Description of the task: In the listing below, find each line containing "baobab" and report it.

Data in this exercise:
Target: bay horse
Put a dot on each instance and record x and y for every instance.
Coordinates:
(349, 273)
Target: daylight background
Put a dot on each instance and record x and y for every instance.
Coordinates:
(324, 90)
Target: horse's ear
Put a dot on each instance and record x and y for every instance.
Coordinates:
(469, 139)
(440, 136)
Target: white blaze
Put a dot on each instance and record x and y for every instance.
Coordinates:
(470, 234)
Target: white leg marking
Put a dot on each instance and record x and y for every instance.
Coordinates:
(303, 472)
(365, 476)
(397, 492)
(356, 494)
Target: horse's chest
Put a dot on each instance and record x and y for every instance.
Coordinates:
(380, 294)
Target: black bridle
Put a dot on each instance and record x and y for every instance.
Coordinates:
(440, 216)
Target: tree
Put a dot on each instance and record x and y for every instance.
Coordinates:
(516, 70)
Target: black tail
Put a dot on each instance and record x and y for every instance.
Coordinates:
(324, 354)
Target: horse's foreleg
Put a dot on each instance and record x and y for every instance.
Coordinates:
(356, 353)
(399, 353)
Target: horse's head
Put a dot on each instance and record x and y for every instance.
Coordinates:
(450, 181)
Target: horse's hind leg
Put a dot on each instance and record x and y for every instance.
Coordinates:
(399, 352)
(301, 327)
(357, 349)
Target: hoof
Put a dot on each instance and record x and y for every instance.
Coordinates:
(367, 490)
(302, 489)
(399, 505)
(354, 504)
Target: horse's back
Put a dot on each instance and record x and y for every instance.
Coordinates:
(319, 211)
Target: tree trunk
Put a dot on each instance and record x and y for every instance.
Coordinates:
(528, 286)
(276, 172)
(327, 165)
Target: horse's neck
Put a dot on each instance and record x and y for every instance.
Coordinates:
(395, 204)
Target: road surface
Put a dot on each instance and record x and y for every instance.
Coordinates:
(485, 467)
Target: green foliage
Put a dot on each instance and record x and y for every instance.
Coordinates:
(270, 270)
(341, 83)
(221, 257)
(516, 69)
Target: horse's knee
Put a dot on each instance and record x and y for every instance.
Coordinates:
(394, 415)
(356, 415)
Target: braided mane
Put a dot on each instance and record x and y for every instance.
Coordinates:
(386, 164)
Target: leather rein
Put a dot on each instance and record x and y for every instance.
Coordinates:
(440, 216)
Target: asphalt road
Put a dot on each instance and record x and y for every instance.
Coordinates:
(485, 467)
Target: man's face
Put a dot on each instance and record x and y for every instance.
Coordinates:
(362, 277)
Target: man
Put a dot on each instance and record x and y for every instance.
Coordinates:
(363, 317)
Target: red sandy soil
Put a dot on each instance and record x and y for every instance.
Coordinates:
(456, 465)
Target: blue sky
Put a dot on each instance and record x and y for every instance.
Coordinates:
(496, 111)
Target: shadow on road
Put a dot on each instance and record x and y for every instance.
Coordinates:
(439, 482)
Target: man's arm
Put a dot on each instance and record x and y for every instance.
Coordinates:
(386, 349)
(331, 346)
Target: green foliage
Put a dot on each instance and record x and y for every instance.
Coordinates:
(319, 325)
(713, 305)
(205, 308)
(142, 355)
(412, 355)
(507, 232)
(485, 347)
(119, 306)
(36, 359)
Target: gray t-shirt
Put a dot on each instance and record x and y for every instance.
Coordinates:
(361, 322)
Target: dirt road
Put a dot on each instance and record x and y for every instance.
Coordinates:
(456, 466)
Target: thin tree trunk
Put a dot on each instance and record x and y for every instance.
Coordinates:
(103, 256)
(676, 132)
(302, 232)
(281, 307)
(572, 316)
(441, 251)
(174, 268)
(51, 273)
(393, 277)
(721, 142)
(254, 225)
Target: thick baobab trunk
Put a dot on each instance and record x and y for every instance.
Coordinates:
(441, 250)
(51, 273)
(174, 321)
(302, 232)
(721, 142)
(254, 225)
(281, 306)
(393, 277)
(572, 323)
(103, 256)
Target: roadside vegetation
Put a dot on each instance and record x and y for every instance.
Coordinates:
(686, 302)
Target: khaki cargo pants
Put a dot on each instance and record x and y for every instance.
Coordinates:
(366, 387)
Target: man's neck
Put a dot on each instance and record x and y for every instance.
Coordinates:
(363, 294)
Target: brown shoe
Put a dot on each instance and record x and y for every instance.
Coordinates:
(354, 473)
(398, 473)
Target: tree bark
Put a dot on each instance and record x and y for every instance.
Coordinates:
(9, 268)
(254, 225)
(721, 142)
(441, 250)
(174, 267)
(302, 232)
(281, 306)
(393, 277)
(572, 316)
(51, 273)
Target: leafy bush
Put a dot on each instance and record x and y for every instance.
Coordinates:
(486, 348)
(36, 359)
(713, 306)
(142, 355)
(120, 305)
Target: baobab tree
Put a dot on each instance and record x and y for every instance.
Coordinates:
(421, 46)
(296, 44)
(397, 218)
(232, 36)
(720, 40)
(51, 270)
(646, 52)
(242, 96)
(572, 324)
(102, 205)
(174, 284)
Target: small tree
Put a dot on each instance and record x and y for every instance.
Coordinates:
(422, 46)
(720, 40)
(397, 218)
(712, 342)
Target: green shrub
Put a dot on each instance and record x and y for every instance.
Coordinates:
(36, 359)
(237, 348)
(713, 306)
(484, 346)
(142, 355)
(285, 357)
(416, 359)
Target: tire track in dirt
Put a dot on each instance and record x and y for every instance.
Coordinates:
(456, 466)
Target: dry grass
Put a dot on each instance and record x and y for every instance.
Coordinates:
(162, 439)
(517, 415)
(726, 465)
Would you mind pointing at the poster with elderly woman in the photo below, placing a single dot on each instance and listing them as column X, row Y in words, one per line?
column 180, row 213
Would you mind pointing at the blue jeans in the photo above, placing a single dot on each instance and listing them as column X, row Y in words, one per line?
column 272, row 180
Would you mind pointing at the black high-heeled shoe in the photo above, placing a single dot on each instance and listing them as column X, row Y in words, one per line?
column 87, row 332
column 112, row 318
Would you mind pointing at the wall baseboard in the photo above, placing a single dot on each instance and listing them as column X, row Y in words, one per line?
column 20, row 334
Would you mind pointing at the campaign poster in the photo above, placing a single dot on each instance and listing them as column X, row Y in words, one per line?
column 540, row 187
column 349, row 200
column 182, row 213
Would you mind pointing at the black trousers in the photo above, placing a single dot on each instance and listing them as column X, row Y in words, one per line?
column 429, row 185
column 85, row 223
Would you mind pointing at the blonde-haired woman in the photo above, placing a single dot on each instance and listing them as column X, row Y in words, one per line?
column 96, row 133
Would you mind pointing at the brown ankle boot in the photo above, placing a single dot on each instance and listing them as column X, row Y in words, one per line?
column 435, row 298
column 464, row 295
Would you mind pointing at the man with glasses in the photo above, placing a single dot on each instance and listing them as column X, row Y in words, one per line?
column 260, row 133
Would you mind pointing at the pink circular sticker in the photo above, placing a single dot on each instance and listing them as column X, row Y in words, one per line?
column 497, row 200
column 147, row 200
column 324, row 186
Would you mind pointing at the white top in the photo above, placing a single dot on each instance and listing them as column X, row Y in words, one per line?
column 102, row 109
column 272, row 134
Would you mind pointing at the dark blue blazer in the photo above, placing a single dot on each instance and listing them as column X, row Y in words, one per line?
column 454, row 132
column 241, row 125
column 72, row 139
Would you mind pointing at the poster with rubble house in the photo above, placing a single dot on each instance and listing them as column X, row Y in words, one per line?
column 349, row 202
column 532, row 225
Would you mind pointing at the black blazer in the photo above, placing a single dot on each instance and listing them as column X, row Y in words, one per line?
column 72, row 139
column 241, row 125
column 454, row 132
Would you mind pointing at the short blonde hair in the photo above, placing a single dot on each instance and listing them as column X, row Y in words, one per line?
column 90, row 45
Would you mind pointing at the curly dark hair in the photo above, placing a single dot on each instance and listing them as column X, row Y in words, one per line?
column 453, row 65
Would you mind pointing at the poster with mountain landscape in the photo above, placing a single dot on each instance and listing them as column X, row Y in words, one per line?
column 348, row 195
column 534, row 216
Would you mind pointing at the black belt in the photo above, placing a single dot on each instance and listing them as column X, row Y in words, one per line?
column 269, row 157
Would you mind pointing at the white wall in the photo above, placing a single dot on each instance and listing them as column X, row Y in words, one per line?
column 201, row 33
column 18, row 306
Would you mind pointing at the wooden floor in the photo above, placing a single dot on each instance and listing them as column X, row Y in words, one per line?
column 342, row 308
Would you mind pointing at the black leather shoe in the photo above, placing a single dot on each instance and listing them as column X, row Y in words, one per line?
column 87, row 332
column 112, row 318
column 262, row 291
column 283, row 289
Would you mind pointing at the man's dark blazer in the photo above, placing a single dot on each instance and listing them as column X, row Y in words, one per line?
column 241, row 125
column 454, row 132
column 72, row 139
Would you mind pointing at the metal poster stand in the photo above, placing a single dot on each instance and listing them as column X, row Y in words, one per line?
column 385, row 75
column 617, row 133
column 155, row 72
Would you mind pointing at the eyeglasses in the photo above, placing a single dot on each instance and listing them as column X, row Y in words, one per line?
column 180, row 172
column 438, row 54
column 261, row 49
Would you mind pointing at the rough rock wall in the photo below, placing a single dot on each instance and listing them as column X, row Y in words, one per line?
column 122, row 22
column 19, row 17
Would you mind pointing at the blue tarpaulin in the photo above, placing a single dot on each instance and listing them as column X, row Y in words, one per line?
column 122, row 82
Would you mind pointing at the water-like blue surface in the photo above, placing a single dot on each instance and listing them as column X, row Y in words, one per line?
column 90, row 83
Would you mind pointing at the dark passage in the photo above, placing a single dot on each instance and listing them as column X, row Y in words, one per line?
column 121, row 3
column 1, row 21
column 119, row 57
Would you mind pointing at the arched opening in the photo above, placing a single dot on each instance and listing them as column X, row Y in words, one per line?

Answer:
Target: thick baobab trunk
Target: baobab tree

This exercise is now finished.